TEXT.

# acoustic pickups



## silvertonebetty (Jan 4, 2015)

im looking at an 9 volt a operated pickup for my yamaha but due to age i dont wanna really want to mod it. any one have tried one of these









proud boogie owner


----------



## ronmac (Sep 22, 2006)

Installing an under saddle piezo requires a bit of skill and the willingness and ability to route the saddle slot perfectly flat to accommodate the element. 

The easiest, and one of the best sounding (imo), installation for a guitar pu is the K&K pure mini. It consists of three piezo discs that you stick (with double sided tape or gel crazy glue) to the underside of the bridge plate. L&M should have them in stock, or can order for you.

http://www.kksound.com/products/puremini.php

The K&K is also passive, so no 9 volt battery required, and has a significant output that no preamp is required. I have them in all of my guitars and they "just work".


----------



## bagpipe (Sep 19, 2006)

ronmac said:


> Installing an under saddle piezo requires a bit of skill and the willingness and ability to route the saddle slot perfectly flat to accommodate the element.
> 
> The easiest, and one of the best sounding (imo), installation for a guitar pu is the K&K pure mini. It consists of three piezo discs that you stick (with double sided tape or gel crazy glue) to the underside of the bridge plate. L&M should have them in stock, or can order for you.
> 
> ...


Yeah, thats the one I have. Sounds fantastic. It's also really highly rated by lots of people on the Acoustic Guitar Forum. I found it a little tricky to install but I think that was only because it was the first time I'd done it.


----------



## silvertonebetty (Jan 4, 2015)

what bout









proud boogie owner


----------



## vadsy (Dec 2, 2010)

Would the Pure be something similar to the Anthem and Lyric that Baggs offers?


----------



## ampaholic (Sep 19, 2006)

vadsy said:


> Would the Pure be something similar to the Anthem and Lyric that Baggs offers?


No, the Pure Mini has 3 small transducers that stick on the underside of the bridge. I think the Anthem & Lyric are microphone type.


----------



## vadsy (Dec 2, 2010)

Roger that, understood. 
I just switched from the Baggs M1A to the M80 and noticed an improvement but I'd like to try a couple of different pickups and styles eventually in my acoustic. 
I've done the under saddle piezo but struggled with getting my high E and B to sound proper, or at least how I wanted it to. The magnetic acoustic pickups were next on my list as I thought me playing a lot of leads and fills would help with note definition, seems to be working. Nature of the gear beast leads me to think I'd like to try other stuff. The microphone style pickups are not an attraction for me but I've heard/read that the newer ones are designed with anti-feedback in mind, takes a bit of the concern out of it. 
The Pure came up on another forum a few times when I asked for acoustic pickup suggestions with good reviews from people's personal experiences with it. It would be nice to give it a go.


----------



## knight_yyz (Mar 14, 2015)

Extracted records:
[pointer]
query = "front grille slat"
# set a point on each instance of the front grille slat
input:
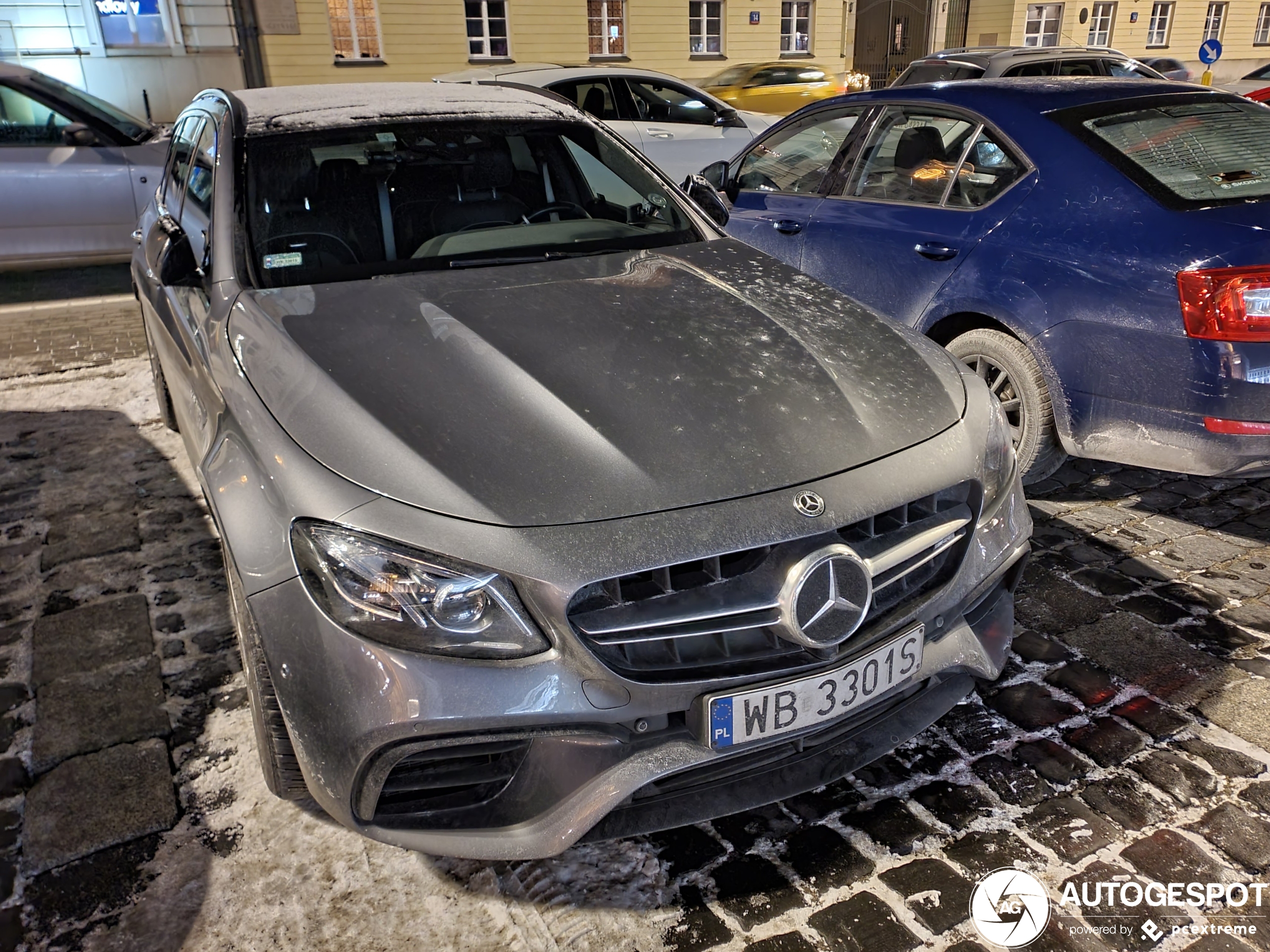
(712, 617)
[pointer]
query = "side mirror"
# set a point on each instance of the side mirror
(177, 266)
(706, 198)
(76, 133)
(716, 174)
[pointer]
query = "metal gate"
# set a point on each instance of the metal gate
(890, 36)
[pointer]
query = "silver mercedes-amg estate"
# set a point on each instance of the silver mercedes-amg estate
(550, 512)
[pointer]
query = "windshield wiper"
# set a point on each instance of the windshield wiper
(525, 259)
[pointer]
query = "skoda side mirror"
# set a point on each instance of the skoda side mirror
(700, 191)
(76, 133)
(177, 266)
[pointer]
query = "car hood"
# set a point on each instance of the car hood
(594, 387)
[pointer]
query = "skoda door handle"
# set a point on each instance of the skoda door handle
(935, 252)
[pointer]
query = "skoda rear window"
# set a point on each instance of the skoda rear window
(1194, 153)
(940, 73)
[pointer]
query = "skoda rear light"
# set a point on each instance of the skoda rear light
(1226, 304)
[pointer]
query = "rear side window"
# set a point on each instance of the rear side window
(798, 158)
(1192, 153)
(939, 73)
(1032, 69)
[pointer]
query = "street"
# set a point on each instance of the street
(1124, 738)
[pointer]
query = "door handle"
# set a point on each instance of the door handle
(935, 252)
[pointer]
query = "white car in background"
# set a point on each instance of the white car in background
(76, 173)
(676, 125)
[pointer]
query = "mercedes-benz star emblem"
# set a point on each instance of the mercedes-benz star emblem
(824, 598)
(810, 503)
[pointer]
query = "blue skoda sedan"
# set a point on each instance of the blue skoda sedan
(1098, 249)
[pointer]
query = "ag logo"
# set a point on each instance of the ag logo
(1010, 908)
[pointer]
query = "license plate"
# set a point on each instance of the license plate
(772, 710)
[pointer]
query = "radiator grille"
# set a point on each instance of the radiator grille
(710, 617)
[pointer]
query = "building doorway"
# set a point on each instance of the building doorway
(890, 36)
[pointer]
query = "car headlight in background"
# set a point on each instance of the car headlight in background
(410, 600)
(998, 456)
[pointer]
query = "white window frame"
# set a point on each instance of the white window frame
(486, 38)
(1102, 23)
(1214, 20)
(699, 26)
(1160, 24)
(354, 33)
(1036, 13)
(789, 27)
(1262, 33)
(606, 23)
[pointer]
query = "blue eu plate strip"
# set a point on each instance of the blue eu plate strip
(720, 723)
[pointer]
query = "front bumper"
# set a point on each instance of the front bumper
(354, 708)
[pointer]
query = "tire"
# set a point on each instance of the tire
(1012, 372)
(278, 763)
(167, 413)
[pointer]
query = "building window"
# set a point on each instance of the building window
(1042, 24)
(1102, 17)
(131, 23)
(1158, 29)
(606, 24)
(487, 27)
(705, 27)
(354, 29)
(1214, 20)
(796, 27)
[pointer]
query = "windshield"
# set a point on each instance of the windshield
(1200, 151)
(351, 203)
(132, 127)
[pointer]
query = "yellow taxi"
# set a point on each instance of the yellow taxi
(780, 86)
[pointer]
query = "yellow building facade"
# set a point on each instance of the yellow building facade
(352, 41)
(344, 41)
(1141, 28)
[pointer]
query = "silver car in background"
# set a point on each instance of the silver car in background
(76, 173)
(680, 127)
(550, 512)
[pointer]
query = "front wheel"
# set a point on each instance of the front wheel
(1012, 372)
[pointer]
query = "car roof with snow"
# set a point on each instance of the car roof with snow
(302, 108)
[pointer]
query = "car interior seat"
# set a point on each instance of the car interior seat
(482, 196)
(594, 102)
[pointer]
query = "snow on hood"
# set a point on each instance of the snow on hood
(299, 108)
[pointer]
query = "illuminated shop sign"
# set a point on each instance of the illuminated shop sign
(131, 22)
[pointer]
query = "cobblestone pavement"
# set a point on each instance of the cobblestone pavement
(60, 335)
(1127, 738)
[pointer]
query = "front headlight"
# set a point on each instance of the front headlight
(412, 600)
(998, 456)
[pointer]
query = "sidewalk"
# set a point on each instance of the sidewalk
(60, 335)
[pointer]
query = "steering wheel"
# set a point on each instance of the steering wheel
(577, 210)
(486, 225)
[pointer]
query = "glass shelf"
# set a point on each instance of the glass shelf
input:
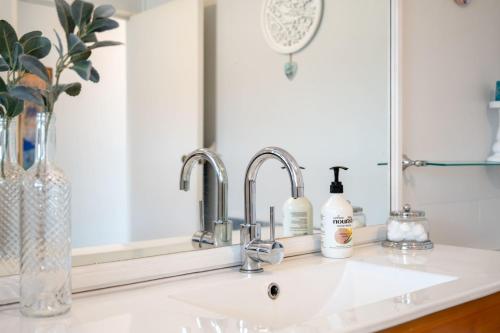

STATED TASK A. Name each distinct user whose name heads a post in the forum thread on acoustic pickups, listing each name once.
STATED TASK B. Identify every line of the records that contains the string "emblem", and copy each one. Case counts.
The forum thread and the records are separate, unrelated material.

FULL OUTPUT A. silvertonebetty, ronmac, bagpipe, vadsy, ampaholic, knight_yyz

FULL OUTPUT B.
query = "mercedes-benz star emblem"
# set a point on each instance of the mercedes-benz star emblem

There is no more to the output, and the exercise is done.